### DIRECTIONS FOR THIS TASK:
Somewhere below is a line with "Task: pointing. Mark each instance of the metal" and, later, a line with "Task: pointing. Mark each instance of the wood grain"; repeat those two lines and all the lines between them, exactly as they are.

### EXERCISE DATA:
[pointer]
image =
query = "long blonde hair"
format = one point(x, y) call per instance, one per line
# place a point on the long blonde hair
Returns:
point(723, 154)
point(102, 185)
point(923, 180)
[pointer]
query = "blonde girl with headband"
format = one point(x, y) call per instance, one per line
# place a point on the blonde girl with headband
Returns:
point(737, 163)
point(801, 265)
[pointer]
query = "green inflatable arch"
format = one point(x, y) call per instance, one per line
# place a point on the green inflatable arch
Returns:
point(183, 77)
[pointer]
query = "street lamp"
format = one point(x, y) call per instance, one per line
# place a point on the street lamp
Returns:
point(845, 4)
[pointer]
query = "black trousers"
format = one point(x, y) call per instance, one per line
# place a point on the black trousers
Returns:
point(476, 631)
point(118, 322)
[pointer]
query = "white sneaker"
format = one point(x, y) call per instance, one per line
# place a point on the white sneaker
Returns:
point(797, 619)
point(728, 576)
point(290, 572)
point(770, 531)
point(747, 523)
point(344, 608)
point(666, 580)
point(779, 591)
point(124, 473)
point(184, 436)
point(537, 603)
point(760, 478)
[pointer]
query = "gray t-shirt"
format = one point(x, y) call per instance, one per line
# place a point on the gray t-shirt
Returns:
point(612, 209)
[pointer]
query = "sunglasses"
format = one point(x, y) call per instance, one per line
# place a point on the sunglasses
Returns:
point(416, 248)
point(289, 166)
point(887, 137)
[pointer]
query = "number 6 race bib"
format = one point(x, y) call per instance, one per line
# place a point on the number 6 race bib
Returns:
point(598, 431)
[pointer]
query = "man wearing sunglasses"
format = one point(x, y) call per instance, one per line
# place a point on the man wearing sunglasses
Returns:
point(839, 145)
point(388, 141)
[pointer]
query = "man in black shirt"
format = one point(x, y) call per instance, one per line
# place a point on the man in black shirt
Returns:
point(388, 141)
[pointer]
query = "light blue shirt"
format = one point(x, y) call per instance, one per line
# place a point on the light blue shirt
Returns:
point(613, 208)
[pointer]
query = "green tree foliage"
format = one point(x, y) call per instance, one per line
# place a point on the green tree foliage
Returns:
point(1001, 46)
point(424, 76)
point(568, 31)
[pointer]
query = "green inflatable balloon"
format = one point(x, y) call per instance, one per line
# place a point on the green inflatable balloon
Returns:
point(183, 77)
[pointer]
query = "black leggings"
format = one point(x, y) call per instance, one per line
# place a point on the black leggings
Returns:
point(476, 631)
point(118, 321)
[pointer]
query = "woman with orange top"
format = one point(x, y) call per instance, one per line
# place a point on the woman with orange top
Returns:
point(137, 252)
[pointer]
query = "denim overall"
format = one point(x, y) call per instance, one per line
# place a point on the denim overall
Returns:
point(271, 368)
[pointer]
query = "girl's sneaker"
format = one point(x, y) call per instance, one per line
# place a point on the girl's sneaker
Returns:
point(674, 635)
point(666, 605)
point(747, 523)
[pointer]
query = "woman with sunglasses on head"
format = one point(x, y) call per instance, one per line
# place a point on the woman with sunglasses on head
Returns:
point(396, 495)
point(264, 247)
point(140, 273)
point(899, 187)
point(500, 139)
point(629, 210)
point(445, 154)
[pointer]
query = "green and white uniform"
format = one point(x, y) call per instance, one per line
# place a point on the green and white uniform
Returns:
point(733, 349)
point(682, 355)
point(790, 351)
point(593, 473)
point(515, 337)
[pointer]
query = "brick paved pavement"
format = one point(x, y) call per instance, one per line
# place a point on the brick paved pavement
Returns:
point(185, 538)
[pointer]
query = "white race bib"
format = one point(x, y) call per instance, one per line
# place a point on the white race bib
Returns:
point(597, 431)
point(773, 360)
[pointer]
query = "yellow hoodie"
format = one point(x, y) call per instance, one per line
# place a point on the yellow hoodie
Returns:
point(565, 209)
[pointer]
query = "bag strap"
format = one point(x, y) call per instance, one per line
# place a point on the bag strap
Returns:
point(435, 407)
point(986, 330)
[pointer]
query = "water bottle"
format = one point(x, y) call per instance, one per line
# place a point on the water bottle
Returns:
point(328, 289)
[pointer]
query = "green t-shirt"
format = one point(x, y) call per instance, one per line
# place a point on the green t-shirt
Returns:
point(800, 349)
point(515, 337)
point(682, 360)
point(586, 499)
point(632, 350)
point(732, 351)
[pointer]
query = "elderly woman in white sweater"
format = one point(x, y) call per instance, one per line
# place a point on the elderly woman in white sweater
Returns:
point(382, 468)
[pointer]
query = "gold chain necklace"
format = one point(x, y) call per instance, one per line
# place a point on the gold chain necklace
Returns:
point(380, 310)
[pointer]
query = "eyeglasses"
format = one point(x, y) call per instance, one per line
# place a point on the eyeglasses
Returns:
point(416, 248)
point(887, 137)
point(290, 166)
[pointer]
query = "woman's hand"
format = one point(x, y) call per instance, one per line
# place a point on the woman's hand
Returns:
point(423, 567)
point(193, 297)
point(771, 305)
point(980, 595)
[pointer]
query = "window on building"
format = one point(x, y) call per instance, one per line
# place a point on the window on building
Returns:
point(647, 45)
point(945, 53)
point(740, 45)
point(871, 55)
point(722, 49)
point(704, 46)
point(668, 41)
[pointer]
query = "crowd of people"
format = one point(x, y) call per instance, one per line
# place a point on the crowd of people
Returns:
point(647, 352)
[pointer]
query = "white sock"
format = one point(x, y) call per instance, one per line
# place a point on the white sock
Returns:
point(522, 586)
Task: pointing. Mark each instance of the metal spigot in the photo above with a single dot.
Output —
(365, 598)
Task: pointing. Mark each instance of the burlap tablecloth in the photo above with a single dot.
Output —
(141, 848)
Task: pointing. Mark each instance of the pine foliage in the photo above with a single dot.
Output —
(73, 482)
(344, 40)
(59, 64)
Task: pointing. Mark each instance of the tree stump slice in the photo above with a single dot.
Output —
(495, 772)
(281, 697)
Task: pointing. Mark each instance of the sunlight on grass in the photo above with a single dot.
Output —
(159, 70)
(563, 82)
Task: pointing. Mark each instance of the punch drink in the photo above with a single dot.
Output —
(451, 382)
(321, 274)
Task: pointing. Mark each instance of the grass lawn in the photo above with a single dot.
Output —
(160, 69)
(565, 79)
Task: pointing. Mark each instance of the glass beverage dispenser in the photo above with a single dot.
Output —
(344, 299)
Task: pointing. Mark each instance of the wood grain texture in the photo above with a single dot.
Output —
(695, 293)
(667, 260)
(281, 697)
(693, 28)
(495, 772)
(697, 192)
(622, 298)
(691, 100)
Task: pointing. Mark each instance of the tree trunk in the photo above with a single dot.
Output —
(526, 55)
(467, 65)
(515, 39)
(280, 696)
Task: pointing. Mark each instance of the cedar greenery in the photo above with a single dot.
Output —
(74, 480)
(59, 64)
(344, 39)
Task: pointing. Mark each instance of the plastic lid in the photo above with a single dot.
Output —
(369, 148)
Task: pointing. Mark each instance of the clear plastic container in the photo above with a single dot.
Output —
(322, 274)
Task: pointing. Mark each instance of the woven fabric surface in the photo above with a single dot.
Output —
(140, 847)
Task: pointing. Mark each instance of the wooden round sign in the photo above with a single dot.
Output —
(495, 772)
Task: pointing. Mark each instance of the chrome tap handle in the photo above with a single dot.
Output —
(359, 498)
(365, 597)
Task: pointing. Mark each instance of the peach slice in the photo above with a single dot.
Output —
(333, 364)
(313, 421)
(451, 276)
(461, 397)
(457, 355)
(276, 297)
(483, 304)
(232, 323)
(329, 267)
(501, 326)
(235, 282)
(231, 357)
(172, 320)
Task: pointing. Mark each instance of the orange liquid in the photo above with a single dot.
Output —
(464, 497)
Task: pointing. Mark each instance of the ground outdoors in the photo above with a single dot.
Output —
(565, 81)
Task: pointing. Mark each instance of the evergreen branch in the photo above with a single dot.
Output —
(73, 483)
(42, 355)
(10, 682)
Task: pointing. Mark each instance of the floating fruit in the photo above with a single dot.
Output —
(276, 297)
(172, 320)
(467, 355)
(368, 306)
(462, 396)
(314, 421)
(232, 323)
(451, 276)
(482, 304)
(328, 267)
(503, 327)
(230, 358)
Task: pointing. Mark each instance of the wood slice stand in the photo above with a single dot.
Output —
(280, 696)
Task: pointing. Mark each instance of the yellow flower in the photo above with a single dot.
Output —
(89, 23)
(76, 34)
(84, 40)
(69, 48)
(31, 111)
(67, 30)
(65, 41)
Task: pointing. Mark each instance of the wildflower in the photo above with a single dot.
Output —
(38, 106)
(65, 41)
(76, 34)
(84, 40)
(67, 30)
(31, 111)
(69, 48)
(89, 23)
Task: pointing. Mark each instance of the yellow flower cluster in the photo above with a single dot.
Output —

### RESULT:
Task: pointing. Mark each instance of the metal spigot in the photo above with a single dot.
Output —
(365, 598)
Task: pointing. Mark each instance of the burlap tablecloth in the photo above with a single dot.
Output —
(141, 848)
Task: pointing. Mark each instance of the pine foliage in the photo above with a single dot.
Output —
(73, 482)
(344, 40)
(59, 64)
Task: pointing. Mark each instance of the tree stump slice in the photo above with a single dot.
Output —
(495, 772)
(281, 697)
Task: pointing. Mark each instance of the sunlight on grass in the photo above with a single dot.
Output —
(159, 70)
(563, 82)
Task: pointing. Mark each instance of the punch drink in the photo above with a single dot.
Output —
(451, 382)
(321, 274)
Task: pointing. Mark each instance of the grass lawn in the photo above with a single dot.
Output —
(160, 69)
(565, 79)
Task: pointing. Mark each instance of the glass beverage dispenser in the photo above with a single dot.
Output —
(344, 299)
Task: pointing. Mark each instance of the wood grain texture in the photo above with a single dot.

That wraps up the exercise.